YOUR GOAL
State how many lines of the records contain the string "blue", matching case exactly, and give only the number.

MATERIAL FOR THIS EXERCISE
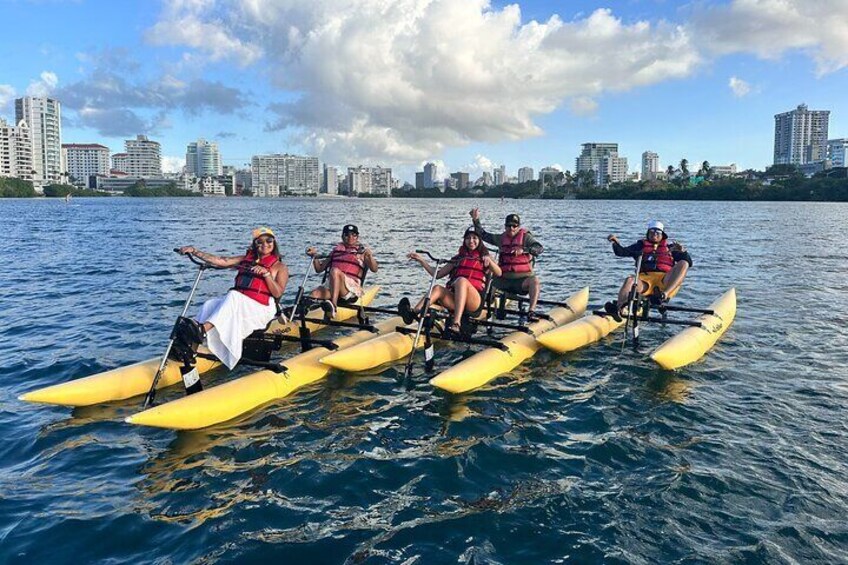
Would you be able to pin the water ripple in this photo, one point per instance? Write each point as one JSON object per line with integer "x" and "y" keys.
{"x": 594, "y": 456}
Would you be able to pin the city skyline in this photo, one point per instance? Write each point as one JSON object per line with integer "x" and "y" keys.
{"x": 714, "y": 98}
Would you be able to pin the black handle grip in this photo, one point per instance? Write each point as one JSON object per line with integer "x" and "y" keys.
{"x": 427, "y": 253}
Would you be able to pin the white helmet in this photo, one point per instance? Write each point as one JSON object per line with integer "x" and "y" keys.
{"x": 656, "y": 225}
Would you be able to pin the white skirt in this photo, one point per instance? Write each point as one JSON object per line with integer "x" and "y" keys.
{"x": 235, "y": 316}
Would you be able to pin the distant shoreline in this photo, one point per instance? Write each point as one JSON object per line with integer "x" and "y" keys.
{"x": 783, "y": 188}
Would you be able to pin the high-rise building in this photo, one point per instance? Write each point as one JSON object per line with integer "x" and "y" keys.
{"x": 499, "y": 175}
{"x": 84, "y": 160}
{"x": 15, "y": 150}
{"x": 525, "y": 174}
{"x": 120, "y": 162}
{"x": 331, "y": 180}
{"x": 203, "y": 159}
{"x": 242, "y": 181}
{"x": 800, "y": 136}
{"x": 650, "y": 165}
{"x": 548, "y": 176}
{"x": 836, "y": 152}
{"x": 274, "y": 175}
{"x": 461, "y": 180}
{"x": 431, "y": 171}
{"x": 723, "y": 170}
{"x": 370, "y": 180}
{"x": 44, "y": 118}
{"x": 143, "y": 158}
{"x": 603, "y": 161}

---

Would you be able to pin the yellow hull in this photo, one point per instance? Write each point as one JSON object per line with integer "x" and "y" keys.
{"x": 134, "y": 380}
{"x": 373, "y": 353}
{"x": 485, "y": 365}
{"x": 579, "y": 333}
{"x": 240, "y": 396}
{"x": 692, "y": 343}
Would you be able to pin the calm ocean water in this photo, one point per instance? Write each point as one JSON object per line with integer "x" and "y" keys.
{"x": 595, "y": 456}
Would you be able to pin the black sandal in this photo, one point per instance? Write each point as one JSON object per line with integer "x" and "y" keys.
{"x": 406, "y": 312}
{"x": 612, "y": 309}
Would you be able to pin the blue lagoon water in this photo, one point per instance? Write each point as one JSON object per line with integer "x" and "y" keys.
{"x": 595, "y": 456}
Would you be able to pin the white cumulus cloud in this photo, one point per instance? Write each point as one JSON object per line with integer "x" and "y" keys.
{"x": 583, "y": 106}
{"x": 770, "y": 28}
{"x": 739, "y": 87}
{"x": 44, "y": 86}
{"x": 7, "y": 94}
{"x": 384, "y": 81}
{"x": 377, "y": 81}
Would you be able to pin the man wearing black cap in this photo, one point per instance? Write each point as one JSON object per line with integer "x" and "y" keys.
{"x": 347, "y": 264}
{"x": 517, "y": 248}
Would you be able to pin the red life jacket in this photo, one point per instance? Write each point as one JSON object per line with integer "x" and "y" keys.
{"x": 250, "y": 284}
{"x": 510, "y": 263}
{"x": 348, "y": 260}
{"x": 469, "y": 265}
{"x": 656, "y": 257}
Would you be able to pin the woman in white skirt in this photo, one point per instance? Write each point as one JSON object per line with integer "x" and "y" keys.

---

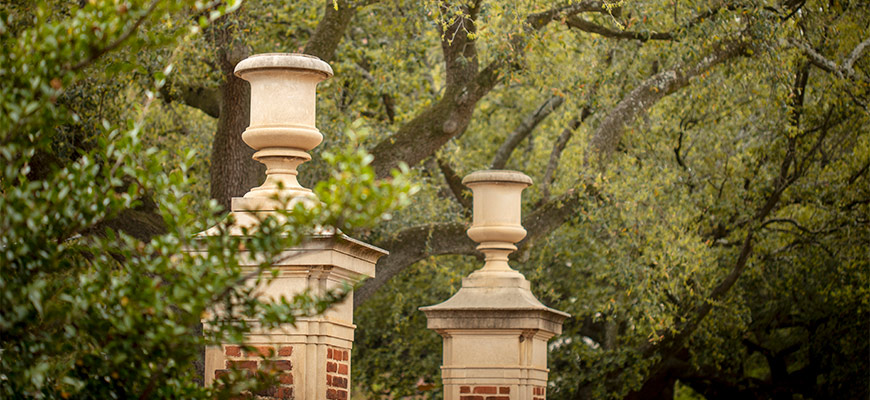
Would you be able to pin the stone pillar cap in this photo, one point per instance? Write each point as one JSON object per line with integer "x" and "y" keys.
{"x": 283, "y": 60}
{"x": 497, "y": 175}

ANSWER TO THE TASK
1